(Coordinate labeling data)
^^^^
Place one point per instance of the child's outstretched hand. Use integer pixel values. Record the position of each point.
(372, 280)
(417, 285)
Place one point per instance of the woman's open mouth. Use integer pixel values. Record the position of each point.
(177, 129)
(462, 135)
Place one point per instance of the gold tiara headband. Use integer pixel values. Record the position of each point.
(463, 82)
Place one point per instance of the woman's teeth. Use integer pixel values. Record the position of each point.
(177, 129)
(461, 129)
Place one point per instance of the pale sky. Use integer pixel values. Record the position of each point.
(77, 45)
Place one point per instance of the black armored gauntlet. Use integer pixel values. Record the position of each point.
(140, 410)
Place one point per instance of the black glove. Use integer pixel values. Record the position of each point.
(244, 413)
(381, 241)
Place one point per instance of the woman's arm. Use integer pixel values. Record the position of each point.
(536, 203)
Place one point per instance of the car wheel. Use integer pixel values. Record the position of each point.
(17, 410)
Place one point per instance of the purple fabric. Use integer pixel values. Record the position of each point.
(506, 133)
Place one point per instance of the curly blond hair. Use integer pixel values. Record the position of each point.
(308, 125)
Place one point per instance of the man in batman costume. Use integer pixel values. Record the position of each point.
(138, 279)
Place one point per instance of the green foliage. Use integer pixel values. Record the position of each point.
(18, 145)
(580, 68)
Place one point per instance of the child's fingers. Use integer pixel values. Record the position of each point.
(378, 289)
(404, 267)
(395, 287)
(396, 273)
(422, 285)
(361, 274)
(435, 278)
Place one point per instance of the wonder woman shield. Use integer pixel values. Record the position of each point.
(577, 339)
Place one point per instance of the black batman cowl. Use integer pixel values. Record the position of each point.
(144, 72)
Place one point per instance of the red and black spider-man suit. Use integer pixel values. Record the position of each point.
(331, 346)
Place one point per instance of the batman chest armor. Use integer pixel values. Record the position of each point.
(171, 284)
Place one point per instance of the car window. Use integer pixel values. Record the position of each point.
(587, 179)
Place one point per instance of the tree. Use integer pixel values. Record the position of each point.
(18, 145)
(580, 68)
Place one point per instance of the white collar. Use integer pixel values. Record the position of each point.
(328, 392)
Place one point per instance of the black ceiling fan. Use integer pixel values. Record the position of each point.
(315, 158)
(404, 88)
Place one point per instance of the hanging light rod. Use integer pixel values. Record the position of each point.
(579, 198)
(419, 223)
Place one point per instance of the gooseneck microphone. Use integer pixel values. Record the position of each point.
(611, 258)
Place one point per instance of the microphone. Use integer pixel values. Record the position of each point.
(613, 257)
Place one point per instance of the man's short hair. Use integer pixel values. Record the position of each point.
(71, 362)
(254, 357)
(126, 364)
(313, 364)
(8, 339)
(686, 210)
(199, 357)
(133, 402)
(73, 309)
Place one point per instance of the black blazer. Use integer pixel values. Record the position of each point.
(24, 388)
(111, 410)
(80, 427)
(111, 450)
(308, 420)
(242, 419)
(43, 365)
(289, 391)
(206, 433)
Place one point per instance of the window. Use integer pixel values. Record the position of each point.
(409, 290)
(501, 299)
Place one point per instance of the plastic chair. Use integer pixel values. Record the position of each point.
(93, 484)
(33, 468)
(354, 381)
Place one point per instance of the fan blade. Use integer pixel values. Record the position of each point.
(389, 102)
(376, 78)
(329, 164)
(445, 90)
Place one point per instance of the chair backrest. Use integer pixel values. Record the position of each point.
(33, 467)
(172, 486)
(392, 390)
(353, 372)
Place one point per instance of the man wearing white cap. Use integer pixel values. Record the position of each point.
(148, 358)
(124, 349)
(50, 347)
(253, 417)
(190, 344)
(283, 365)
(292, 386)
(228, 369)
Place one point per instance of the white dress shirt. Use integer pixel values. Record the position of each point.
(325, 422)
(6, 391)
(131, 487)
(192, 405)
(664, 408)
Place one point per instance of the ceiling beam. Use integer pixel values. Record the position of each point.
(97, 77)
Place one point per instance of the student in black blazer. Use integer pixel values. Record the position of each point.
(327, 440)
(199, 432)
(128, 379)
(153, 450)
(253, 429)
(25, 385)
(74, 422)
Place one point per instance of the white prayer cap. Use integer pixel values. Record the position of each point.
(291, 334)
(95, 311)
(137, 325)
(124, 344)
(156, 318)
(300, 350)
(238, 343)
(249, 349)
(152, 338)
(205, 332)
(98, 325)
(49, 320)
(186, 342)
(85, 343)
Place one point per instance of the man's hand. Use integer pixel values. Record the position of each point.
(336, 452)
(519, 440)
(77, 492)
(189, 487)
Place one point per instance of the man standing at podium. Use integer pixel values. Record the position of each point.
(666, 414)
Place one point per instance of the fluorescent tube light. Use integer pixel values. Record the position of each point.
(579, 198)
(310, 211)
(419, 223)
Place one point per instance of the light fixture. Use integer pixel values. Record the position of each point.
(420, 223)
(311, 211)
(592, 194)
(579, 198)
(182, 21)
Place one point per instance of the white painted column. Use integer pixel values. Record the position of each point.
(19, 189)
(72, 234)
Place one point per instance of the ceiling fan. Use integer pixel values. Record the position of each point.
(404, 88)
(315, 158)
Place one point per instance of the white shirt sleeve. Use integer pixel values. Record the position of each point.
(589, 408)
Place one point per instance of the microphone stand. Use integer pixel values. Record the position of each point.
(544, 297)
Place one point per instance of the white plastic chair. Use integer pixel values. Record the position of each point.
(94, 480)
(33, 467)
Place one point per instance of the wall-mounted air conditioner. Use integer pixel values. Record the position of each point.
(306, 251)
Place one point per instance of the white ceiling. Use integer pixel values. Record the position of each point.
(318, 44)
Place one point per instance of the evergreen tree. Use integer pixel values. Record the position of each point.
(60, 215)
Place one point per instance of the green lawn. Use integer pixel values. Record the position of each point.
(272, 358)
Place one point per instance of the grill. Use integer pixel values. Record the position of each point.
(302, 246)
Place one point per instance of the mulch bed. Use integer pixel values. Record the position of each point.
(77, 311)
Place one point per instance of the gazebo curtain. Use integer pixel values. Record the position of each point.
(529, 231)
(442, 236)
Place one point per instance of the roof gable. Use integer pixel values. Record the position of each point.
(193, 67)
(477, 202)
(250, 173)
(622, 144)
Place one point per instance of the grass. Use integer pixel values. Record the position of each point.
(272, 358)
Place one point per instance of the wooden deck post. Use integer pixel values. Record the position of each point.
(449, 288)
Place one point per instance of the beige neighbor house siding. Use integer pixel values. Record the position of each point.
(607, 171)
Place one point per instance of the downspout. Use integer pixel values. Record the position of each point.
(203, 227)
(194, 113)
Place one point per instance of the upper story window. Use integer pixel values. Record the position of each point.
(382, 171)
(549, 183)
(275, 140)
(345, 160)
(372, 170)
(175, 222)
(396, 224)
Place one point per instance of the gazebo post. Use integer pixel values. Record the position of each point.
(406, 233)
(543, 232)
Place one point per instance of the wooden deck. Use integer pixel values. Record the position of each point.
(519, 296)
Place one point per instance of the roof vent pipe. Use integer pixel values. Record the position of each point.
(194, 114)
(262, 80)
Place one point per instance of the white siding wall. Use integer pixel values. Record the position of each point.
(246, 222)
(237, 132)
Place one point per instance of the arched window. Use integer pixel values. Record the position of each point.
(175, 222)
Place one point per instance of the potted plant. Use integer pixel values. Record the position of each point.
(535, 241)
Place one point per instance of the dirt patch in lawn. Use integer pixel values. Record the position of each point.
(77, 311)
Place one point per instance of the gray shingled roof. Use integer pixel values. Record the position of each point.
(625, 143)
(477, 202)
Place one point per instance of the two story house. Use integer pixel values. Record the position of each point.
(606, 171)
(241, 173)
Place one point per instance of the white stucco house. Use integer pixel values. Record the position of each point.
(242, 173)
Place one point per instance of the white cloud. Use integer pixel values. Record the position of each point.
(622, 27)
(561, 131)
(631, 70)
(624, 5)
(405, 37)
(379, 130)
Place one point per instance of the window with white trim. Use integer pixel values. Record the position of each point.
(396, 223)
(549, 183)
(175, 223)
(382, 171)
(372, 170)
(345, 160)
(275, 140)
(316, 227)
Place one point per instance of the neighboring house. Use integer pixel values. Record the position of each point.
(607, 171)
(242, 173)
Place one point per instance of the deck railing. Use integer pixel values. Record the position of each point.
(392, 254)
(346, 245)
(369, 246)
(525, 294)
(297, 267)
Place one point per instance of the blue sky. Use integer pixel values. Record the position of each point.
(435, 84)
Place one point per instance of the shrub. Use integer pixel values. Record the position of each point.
^^^^
Exercise prompt
Quote exactly the line containing "Place one point per instance of the window with" and every later line through the end of the listing, and no other lines.

Response below
Place one point per instance of the window with white trim. Use integer pixel values. Record the position of each point.
(396, 223)
(549, 183)
(175, 223)
(382, 171)
(372, 170)
(345, 160)
(275, 140)
(316, 227)
Place one point per instance of the neighboring house. Use integer pixel values. Record the position of each point.
(607, 171)
(242, 173)
Place one point per instance of the deck railing. Use integer pixel values. Record the position of each point.
(392, 254)
(346, 245)
(369, 246)
(525, 294)
(297, 267)
Place one point per instance of the blue sky. Use integer pixel values. Record the position of each point.
(435, 84)
Place one point per instance of the shrub. Use integer pixel values. Record the position of each point.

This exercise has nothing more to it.